*To do:*
The required result is a copy of each line below in which "right" appears.

[Data extracted from a collection]
---+---

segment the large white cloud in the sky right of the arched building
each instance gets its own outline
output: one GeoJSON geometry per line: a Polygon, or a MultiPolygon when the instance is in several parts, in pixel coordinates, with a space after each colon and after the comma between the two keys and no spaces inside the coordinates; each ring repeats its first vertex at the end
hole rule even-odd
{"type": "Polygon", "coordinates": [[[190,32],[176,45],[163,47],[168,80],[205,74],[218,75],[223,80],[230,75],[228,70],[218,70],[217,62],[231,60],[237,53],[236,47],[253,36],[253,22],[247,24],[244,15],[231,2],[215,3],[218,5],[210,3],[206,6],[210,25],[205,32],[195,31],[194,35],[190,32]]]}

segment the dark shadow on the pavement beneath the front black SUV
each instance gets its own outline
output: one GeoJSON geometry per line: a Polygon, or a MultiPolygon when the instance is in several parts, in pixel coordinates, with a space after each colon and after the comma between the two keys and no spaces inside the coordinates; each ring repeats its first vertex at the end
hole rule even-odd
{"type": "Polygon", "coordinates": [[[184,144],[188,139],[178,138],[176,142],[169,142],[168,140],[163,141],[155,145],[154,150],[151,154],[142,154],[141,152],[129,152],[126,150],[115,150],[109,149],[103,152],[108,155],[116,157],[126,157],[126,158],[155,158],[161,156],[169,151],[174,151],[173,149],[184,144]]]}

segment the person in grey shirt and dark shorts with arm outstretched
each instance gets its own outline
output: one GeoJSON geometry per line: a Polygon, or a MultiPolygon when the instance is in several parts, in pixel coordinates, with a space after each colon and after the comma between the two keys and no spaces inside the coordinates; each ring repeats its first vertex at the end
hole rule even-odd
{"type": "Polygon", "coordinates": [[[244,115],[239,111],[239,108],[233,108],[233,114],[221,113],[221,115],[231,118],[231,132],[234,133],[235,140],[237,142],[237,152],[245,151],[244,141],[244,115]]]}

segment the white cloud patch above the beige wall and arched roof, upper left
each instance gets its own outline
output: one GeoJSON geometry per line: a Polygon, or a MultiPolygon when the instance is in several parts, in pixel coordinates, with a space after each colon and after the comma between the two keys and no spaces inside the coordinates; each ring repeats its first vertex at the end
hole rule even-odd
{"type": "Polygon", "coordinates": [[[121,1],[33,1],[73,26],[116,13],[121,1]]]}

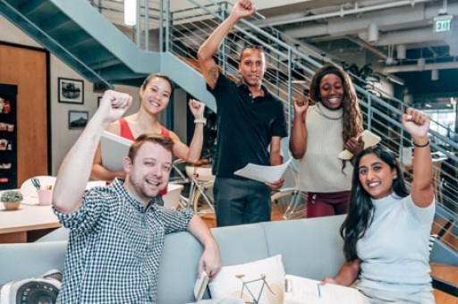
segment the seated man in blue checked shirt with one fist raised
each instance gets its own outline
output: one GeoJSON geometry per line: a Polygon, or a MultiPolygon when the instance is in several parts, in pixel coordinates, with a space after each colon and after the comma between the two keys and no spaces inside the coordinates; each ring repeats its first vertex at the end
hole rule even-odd
{"type": "Polygon", "coordinates": [[[71,231],[58,302],[156,303],[166,233],[187,229],[202,243],[199,273],[212,277],[221,267],[216,241],[198,215],[154,203],[172,169],[171,139],[141,135],[123,160],[125,181],[85,192],[102,131],[129,106],[129,95],[106,91],[57,175],[53,207],[71,231]]]}

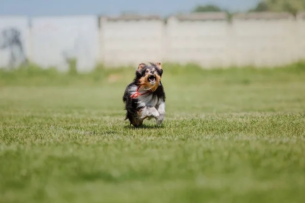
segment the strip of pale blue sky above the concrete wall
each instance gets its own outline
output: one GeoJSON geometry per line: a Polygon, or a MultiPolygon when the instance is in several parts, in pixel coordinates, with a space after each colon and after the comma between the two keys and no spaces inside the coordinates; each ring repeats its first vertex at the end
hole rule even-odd
{"type": "Polygon", "coordinates": [[[119,15],[121,12],[166,16],[189,12],[196,5],[216,4],[242,11],[259,0],[0,0],[0,15],[119,15]]]}

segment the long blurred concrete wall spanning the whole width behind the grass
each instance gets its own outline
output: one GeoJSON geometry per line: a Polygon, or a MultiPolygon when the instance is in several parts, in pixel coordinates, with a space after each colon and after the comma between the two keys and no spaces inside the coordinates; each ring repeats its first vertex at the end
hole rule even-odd
{"type": "Polygon", "coordinates": [[[0,17],[0,66],[28,59],[43,67],[79,71],[96,64],[160,61],[205,68],[277,66],[305,59],[305,14],[200,13],[171,16],[0,17]]]}

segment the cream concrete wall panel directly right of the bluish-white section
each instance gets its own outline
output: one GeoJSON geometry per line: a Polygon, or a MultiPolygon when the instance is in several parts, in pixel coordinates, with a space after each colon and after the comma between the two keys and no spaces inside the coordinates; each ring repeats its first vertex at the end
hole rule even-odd
{"type": "Polygon", "coordinates": [[[164,22],[159,16],[101,18],[101,61],[109,66],[162,61],[164,22]]]}

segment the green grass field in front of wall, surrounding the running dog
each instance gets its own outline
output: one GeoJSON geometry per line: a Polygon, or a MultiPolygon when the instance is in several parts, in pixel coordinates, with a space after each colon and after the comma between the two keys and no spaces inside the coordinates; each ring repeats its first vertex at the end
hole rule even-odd
{"type": "Polygon", "coordinates": [[[166,117],[124,120],[134,69],[0,71],[0,202],[304,202],[305,65],[164,65],[166,117]]]}

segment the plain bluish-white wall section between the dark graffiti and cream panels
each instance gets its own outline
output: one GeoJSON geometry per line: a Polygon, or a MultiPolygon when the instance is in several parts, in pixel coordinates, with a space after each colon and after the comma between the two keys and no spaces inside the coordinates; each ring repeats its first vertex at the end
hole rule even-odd
{"type": "Polygon", "coordinates": [[[32,19],[32,60],[40,66],[66,71],[77,58],[79,71],[90,71],[98,61],[96,16],[37,17],[32,19]]]}

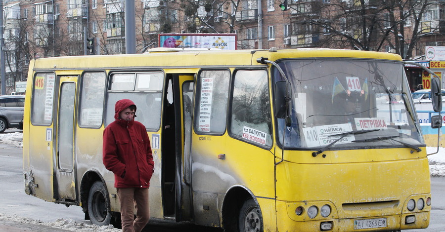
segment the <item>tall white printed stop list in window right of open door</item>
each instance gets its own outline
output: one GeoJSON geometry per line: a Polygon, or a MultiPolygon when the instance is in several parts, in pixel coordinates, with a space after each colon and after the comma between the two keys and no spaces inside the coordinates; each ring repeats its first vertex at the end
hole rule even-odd
{"type": "Polygon", "coordinates": [[[210,132],[213,78],[202,78],[201,102],[199,105],[199,131],[210,132]]]}

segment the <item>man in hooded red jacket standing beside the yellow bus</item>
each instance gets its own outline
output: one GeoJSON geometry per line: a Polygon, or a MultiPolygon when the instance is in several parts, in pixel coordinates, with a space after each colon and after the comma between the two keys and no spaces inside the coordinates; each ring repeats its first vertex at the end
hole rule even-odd
{"type": "Polygon", "coordinates": [[[140,232],[150,219],[148,187],[154,172],[150,140],[145,126],[134,120],[136,105],[133,101],[117,101],[114,111],[116,120],[103,131],[103,164],[114,173],[122,231],[140,232]]]}

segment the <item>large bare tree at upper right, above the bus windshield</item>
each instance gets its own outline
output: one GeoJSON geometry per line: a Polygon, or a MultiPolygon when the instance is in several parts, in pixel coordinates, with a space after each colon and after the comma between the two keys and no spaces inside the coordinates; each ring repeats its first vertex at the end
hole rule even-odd
{"type": "MultiPolygon", "coordinates": [[[[300,3],[300,4],[308,4],[300,3]]],[[[317,46],[385,51],[394,49],[403,58],[412,57],[419,39],[425,35],[420,25],[424,12],[435,2],[428,0],[333,0],[314,6],[294,21],[295,33],[310,28],[317,34],[317,46]],[[406,30],[406,26],[412,30],[406,30]],[[297,28],[297,30],[296,30],[297,28]]],[[[291,6],[294,10],[308,7],[291,6]]],[[[438,28],[429,28],[437,31],[438,28]]]]}

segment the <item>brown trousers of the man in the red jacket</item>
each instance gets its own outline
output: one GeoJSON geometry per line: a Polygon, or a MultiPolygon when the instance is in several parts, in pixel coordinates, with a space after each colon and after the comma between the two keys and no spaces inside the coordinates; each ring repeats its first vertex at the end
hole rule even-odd
{"type": "Polygon", "coordinates": [[[140,232],[150,219],[148,188],[118,188],[123,232],[140,232]],[[134,219],[136,207],[136,219],[134,219]]]}

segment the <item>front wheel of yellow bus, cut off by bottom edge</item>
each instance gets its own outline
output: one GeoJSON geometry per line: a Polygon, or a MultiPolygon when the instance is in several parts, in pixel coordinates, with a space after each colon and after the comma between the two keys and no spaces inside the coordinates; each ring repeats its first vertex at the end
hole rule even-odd
{"type": "Polygon", "coordinates": [[[254,199],[246,200],[239,211],[239,232],[263,232],[263,216],[254,199]]]}

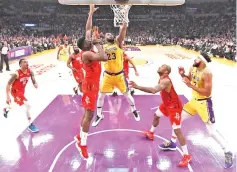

---+---

*Solved exercise:*
segment the large white cloud in the sky right of the arched building
segment the cream concrete wall panel directly right of the bluish-white section
segment the <item>tall white printed stop list in window right of open door</item>
segment the <item>large bare tree at upper right, above the bus windshield</item>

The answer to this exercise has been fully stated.